== EXTRAIT DE PAGE ==

Cour d’appel de Rennes, le 11 septembre 2025, n°22/06999

La Cour d’appel de Rennes, 11 septembre 2025 (7e chambre prud’homale, n° RG 22/06999), statue sur la contestation d’un licenciement disciplinaire et l’imputation d’un harcèlement moral, avec demandes indemnitaires corrélatives. En cause, l’évaluation très favorable de fin 2018, des reproches apparus au printemps 2019, plusieurs convocations disciplinaires rapprochées, puis une rupture pour faute grave fondée sur des absences, retards et prétendues fausses déclarations d’heures.

Les faits tiennent à une relation de travail devenue conflictuelle au cours de l’année 2019, après un « point RH » suivi d’un écrit listant des griefs, d’arrêts de travail et de l’ouverture de deux procédures disciplinaires successives, avant la notification d’une rupture pour faute grave. La lettre de licenciement se référait au règlement intérieur, notamment aux stipulations 8.1 et 8.2, rappelant que « tout retard doit être signalé et justifié » et qu’« aucun salarié ne peut s’absenter de son poste […] sans motif valable et après en avoir informé le responsable hiérarchique ».

Par jugement du 6 octobre 2022, le conseil de prud’hommes de Rennes a retenu l’absence de cause réelle et sérieuse et a alloué diverses sommes, dont des dommages-intérêts pour manquement à l’obligation de sécurité. L’appelante sollicitait, devant la Cour d’appel de Rennes, la nullité du licenciement pour harcèlement moral, subsidiairement sa sans‑cause, ainsi que des réparations complémentaires. L’intimée concluait à la validation de la faute grave, au rejet de toute discrimination ou harcèlement, et à la limitation éventuelle de l’indemnisation.

== LIGNES DE DONNÉES ==

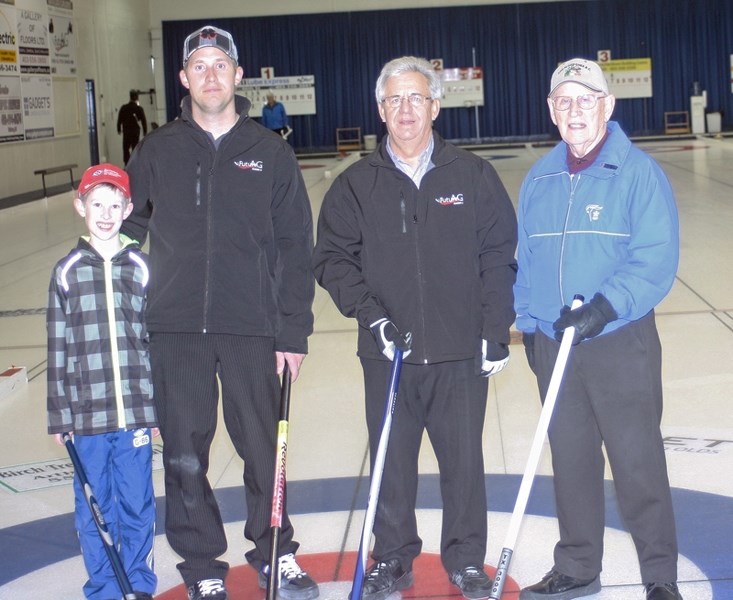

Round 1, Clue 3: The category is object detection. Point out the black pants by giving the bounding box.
[361,359,488,572]
[150,333,298,585]
[535,313,677,583]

== OBJECTIF ==
Dans l'extrait sur l'arrêt de la cour d'appel de Rennes, recopiez mot pour mot le passage qui débute aux mots « La Cour d’appel de Rennes, 11 » et s'arrête après « fausses déclarations d’heures. ».

== RÉPONSE ==
La Cour d’appel de Rennes, 11 septembre 2025 (7e chambre prud’homale, n° RG 22/06999), statue sur la contestation d’un licenciement disciplinaire et l’imputation d’un harcèlement moral, avec demandes indemnitaires corrélatives. En cause, l’évaluation très favorable de fin 2018, des reproches apparus au printemps 2019, plusieurs convocations disciplinaires rapprochées, puis une rupture pour faute grave fondée sur des absences, retards et prétendues fausses déclarations d’heures.